● **EXERCISE BRIEF**: Rename "clipboard" as "notepad" in the excerpt, rewriting it from the words "And Now For" through "the reception desk.".

And I had a minor coronary.  What in the name of Harvard were these teachers thinking?

Zane is going to be in the second grade. Still learning to read, not yet reading to learn. They need supplies, and the parents are expected to provide them.  We aren't supposed to label any of the supplies, so they will be communally shared.

I don't mind that.  I understand that second graders need pencils.  But 36 "special" Ticonderoga #2 pencils? Why not just generically random #2 pencils  Why does a seven year old child need that many pencils, anyway?  I still have a few pencils from high school.

And crayons.  I understand that elementary school students use crayons.  But Zane is supposed to have FOUR boxes of Crayola crayons.  As well as two boxes of Crayola washable markers.  And colored pencils.  How much coloring is a kid supposed to do to go through that many Crayolas?

I understand that kids get sick, and that kids can become little snot factories during allergy season.  Zane's school supply list calls for tissues.  But EIGHT boxes?   In a classroom of twenty children, that is 160 boxes!  Even in an allergy-prone area like ours, it seems excessive.

What I did not see on the school supply list was notebook paper, or spiral notebooks, or journals. I'm hoping that last year's group of second graders supplied that particular need.  Second graders need to write; it helps with eye hand coordination as well as learning.  Even if second graders do most of their work on iPads, they will still need to write.

Am I being unreasonable?   I don't think so.  When I added all the items to the Amazon basket, the total was around 150 dollars.  If this is how much second grade costs, I don't even want to think about high school!

Sunday, July 26, 2015

And Now For The Radiation

In between the end of my chemo, genetic testing, and getting my mediport taken out, I've had to prepare for the next phase of cancer treatment: radiation.

We followed the directions to the door where a big sign said ONCOLOGY,  me out of breath and needing to sit down.  (I try very hard to walk from the car to wherever, but that usually means that I need to rest a moment afterwards.) No one was behind the reception area when we walked in, but there was a sign-in clipboard up front at the desk.  I started to write my name.

"Who are you here to see?" A nicely dressed older man came from nowhere to stand behind the reception desk. 

"The Radiologist," I huffed, still out of breath. I knew that wasn't the right word, but close enough, I thought.  I was concentrating on trying to write my name and stay on the line, which has become very important to me now that I can't feel the tips of my fingers.

[Extracted data entries]
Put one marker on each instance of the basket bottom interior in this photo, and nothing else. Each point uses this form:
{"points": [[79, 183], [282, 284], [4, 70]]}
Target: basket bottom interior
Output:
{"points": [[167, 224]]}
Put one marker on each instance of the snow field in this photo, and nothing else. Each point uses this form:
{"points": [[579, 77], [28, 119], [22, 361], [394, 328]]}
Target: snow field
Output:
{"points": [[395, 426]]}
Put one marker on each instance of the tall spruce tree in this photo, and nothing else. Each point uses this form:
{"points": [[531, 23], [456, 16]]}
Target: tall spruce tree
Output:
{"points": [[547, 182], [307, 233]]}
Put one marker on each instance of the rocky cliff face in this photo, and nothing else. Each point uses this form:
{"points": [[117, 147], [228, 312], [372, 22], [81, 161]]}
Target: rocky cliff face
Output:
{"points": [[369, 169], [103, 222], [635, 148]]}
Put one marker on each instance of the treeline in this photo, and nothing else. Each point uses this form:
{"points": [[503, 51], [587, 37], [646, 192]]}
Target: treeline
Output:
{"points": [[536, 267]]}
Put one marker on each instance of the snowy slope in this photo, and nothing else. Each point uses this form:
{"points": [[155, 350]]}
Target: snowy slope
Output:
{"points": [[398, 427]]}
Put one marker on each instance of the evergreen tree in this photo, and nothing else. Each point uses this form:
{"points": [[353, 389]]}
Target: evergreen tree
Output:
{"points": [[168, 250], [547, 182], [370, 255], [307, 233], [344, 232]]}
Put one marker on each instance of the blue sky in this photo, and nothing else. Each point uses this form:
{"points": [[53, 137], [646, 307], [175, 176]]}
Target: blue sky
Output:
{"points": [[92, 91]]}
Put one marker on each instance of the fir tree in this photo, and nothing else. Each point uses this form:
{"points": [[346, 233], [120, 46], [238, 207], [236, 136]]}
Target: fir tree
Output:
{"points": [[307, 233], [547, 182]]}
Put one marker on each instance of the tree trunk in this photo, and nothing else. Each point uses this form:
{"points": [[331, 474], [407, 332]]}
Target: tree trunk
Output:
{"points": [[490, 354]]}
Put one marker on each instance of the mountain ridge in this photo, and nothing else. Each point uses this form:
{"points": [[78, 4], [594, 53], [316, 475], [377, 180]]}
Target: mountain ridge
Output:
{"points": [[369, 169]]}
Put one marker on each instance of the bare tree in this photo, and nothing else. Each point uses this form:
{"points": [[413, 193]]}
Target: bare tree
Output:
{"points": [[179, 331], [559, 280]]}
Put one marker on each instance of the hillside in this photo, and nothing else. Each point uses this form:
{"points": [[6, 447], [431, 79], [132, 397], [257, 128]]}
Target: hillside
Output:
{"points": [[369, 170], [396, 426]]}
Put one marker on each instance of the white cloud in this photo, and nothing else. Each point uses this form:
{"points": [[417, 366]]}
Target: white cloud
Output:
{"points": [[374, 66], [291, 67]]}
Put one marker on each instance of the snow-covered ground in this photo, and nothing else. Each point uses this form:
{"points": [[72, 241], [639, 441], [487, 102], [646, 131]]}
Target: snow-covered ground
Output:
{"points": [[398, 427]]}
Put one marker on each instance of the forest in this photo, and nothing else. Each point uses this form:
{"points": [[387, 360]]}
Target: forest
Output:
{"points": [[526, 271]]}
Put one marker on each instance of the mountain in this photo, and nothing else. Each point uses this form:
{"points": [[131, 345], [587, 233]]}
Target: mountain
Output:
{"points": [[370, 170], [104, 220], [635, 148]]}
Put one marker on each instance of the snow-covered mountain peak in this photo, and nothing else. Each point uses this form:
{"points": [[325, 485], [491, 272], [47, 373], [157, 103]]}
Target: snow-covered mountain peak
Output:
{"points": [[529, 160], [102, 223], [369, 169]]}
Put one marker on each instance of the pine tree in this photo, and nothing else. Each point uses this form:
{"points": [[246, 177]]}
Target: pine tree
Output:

● **SOLUTION TO THE EXERCISE**:
And Now For The Radiation

In between the end of my chemo, genetic testing, and getting my mediport taken out, I've had to prepare for the next phase of cancer treatment: radiation.

We followed the directions to the door where a big sign said ONCOLOGY,  me out of breath and needing to sit down.  (I try very hard to walk from the car to wherever, but that usually means that I need to rest a moment afterwards.) No one was behind the reception area when we walked in, but there was a sign-in notepad up front at the desk.  I started to write my name.

"Who are you here to see?" A nicely dressed older man came from nowhere to stand behind the reception desk.